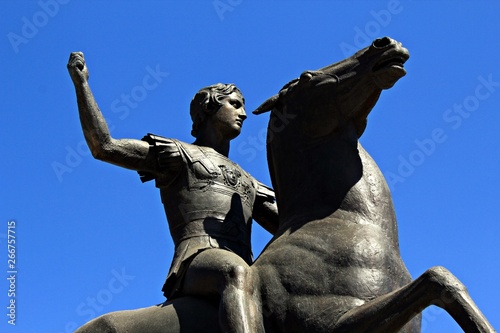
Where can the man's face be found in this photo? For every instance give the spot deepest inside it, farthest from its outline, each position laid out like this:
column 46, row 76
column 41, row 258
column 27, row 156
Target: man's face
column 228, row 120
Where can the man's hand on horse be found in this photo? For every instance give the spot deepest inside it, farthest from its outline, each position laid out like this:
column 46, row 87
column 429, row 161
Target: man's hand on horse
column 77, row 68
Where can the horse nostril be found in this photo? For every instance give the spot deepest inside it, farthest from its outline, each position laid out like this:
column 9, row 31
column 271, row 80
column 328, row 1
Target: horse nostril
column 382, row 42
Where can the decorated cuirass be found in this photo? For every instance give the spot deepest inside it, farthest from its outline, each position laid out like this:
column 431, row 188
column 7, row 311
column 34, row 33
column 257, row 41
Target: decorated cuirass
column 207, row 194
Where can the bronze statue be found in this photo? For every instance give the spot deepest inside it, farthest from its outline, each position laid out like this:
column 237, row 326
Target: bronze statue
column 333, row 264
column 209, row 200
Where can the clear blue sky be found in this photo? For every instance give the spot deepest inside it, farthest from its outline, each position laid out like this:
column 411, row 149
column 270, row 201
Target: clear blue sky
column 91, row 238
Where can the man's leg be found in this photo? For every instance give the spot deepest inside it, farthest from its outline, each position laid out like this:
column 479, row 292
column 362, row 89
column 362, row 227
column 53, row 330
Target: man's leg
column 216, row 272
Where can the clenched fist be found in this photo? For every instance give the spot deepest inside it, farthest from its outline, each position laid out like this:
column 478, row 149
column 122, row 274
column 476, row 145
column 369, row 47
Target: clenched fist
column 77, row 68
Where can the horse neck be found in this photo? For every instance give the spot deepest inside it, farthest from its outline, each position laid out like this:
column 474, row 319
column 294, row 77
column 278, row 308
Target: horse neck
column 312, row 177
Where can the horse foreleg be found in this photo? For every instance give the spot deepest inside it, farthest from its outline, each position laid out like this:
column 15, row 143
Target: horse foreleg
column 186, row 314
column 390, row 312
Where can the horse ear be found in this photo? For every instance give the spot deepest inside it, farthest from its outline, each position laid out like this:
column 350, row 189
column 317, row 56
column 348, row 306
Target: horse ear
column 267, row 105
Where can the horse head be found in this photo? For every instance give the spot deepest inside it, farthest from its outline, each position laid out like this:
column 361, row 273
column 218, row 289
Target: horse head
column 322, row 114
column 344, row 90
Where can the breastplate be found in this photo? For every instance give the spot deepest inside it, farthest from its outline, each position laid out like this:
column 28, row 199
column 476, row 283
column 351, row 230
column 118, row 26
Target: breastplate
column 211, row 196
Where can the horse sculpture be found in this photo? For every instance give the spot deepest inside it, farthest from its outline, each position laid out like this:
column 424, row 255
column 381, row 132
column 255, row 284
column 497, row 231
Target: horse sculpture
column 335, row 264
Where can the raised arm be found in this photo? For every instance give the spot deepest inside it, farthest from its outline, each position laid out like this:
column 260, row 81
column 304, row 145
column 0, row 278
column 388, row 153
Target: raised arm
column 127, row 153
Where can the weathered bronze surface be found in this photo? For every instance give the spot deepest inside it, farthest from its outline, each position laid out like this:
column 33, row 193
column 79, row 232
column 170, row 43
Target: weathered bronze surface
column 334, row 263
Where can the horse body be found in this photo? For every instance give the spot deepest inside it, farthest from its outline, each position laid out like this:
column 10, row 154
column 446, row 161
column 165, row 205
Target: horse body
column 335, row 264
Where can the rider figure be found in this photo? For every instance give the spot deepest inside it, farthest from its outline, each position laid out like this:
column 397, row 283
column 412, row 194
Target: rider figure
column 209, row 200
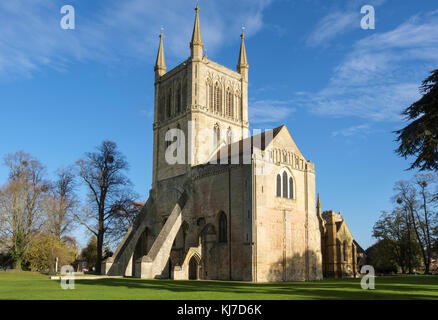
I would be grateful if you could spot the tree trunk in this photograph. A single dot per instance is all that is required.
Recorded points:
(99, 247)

=======

[ABOUT THIS TASK] Working from the records above, write out verbatim only the lines from the line containing "Target: horse neck" through the line containing "column 388, row 153".

[ANSWER FOR THIS EXERCISE]
Target: horse neck
column 312, row 177
Where can the horse foreleg be found in this photo? For every instance give the spot deepest inside it, farthest from its outline, each position laid out like this:
column 15, row 143
Target: horse foreleg
column 186, row 314
column 390, row 312
Where can the horse ear be found in this photo? For every instance give the spot deepest inside it, farthest from its outline, each position laid out like this:
column 350, row 189
column 317, row 56
column 348, row 306
Target: horse ear
column 267, row 105
Where can the horse head be found in this photo? For every instance give the spot deepest inside it, farthest from its outline, each position laid out like this:
column 361, row 273
column 218, row 289
Target: horse head
column 322, row 114
column 344, row 90
Where can the breastplate be found in this photo? For every instance give the spot deepest inside it, farthest from its outline, each position laid out like this:
column 28, row 199
column 476, row 283
column 351, row 230
column 118, row 26
Target: breastplate
column 211, row 196
Where can the horse sculpture be found in this photo? For every instance give the spot deepest inside it, farthest from its outline, each position laid out like this:
column 424, row 255
column 381, row 132
column 255, row 284
column 497, row 231
Target: horse sculpture
column 335, row 264
Where can the raised arm be found in this photo? For every instance give the spot deepest inside it, farthest from its outline, each position laid out like this:
column 260, row 81
column 304, row 145
column 0, row 278
column 388, row 153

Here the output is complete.